Dreams in white


how white dreams look on black

Dream Fragments, 1992

a rack full of gorgeous crepes, including a deep blue jacket
on an ice floe, some are designated swimmers
a jewelry maker – silver, moss agate – I wrap her goods by folding them up in a display cloth
someone hands out bundles of electricity
between the floor boards — treasure!  loads of quarters and some wind chimes
walking through the woods with Warren Beatty


top lighting


back lighting


Vertical dream-strip piece

To me there is something powerful about ‘whitening’ a chunk of personal narrative.  I’m not sure why.  It may have to do with aging away from drama.  It may speak to the non-linear qualities of memories – how they can be rearranged, fragmented, or removed from the frame altogether.  Or, it could be that the ordinary domestic process of stitching fragmented stories back together reenacts a healing process.

All that may be so, but right now, the power lies elsewhere. Working with  fragments of a life (my life) in a manner truly lacking any ‘charge’ (in fact, in a process akin to mindless doodling) gives me a kind of casual dominion over these journal entries. I’m not studying them. I’m not trying to read them forward or backward.  They are just there. They are just there in a way that I might like to just be here.

■ **Data shown**:
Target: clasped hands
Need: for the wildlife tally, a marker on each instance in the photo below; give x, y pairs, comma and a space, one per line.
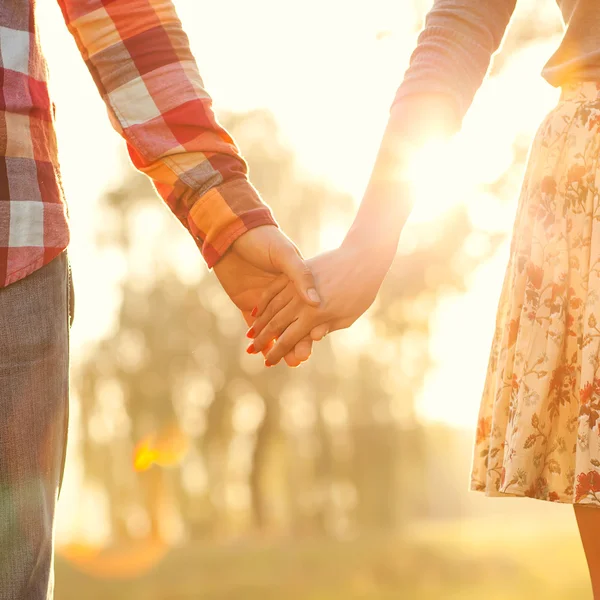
288, 302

■ **What to work on**: Set down the whole "Dreams in white" text from above, word for word.

■ **Exercise answer**:
Dreams in white


how white dreams look on black

Dream Fragments, 1992

a rack full of gorgeous crepes, including a deep blue jacket
on an ice floe, some are designated swimmers
a jewelry maker – silver, moss agate – I wrap her goods by folding them up in a display cloth
someone hands out bundles of electricity
between the floor boards — treasure!  loads of quarters and some wind chimes
walking through the woods with Warren Beatty


top lighting


back lighting


Vertical dream-strip piece

To me there is something powerful about ‘whitening’ a chunk of personal narrative.  I’m not sure why.  It may have to do with aging away from drama.  It may speak to the non-linear qualities of memories – how they can be rearranged, fragmented, or removed from the frame altogether.  Or, it could be that the ordinary domestic process of stitching fragmented stories back together reenacts a healing process.

All that may be so, but right now, the power lies elsewhere. Working with  fragments of a life (my life) in a manner truly lacking any ‘charge’ (in fact, in a process akin to mindless doodling) gives me a kind of casual dominion over these journal entries. I’m not studying them. I’m not trying to read them forward or backward.  They are just there. They are just there in a way that I might like to just be here.